** start of SUPPLIED TEXT **

Gold prices fell back to under the $1,600 pivot point once again as US dollar strength (and euro weakness that pushed that currency to a fresh 15-month low) combined with renewed jitters about Europe overcame the effects of geopolitical tensions arising out of the Iranian situation and sellers pressured commodities lower.
New York spot gold lost nearly $15 to ease back to the $1,597 level while spot silver traded at lows near $28.75 after maintenance of the $29 level proved difficult. At the very least, the New Year-flavored euphoria and “January effect” we saw on Tuesday and Wednesday has dissipated to a certain degree this morning after a few additional “reality checks” were made by market participants. Volatility is apparently set to continue despite the turning of the calendar’s pages.

** end of SUPPLIED TEXT **
** start of LISTING **

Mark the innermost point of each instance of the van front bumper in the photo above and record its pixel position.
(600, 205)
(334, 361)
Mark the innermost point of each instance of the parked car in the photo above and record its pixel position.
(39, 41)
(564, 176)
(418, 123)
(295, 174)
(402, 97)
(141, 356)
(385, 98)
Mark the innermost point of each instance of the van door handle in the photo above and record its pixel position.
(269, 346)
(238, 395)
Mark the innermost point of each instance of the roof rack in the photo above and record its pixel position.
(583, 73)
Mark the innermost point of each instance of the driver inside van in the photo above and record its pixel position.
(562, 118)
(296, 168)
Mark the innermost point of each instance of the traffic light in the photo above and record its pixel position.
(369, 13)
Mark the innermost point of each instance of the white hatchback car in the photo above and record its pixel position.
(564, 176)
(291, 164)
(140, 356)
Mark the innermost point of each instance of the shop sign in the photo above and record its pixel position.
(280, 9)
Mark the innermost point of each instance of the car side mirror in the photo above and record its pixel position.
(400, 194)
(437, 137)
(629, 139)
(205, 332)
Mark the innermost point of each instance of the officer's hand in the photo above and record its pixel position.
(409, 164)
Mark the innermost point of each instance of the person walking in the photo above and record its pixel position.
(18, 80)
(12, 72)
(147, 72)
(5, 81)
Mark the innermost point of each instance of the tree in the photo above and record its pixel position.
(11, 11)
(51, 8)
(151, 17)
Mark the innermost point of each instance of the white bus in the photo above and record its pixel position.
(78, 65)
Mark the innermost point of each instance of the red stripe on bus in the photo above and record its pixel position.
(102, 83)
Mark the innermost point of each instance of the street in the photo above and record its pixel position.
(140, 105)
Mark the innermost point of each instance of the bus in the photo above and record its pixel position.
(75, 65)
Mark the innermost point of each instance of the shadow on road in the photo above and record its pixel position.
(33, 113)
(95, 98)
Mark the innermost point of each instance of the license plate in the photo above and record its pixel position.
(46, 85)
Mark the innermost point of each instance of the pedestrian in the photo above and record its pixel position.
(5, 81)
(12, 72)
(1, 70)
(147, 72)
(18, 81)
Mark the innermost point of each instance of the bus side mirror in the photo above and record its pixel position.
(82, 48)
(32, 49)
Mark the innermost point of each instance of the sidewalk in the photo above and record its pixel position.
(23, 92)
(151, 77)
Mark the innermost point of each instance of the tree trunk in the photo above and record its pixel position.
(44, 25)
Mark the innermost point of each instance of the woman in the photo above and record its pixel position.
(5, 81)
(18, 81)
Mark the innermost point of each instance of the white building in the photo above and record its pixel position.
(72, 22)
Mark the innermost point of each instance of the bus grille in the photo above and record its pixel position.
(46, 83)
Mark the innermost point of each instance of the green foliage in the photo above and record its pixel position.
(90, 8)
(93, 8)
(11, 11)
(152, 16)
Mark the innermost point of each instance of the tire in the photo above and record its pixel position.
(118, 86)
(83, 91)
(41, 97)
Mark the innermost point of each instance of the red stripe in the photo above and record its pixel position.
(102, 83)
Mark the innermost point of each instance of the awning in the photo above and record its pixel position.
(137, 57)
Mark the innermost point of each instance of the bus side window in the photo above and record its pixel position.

** end of LISTING **

■ STATED EXERCISE 1 ■
From the gold market report, extract the passage that begins with the words containing "Gold prices fell" and ends with "pressured commodities lower.".
■ STATED EXERCISE 2 ■
According to the gold market report, near what price did spot silver trade at its lows?
■ STATED EXERCISE 3 ■
Proceed with the gold market report from its last sentence onward.

■ WRITTEN ANSWER 1 ■
Gold prices fell back to under the $1,600 pivot point once again as US dollar strength (and euro weakness that pushed that currency to a fresh 15-month low) combined with renewed jitters about Europe overcame the effects of geopolitical tensions arising out of the Iranian situation and sellers pressured commodities lower.

■ WRITTEN ANSWER 2 ■
Near $28.75.

■ WRITTEN ANSWER 3 ■
The greenback climbed nearly 0.85% on the trade-weighted index (highs near 80.85) in the wake of the aforementioned euro-centric fears and on the back of a really robust improvement in US jobless claims figures ahead of Friday’s all-important Labor Department employment report. Filings for unemployment benefits dropped by 15,000 to 372,000 in the latest report released this morning. RDQ Economics opines that another component in the US labor landscape — the better-than-anticipated ADP employment report data — is offering yet another signal that the US economy is on the mend, slowly but surely.
France encountered higher yield demands as it went to auction this morning and market players are getting nervous about next week’s Italian and Spanish bond auctions. France, it is said, may have dodged an S&P downgrade bullet but it is not yet out of the woods on that front. Coming days will be quite telling. Meanwhile, the idea that Greece might face a disorderly default perhaps as early as March has also rattled market nerves after it was floated by Prime Minister Lucas Papademos yesterday.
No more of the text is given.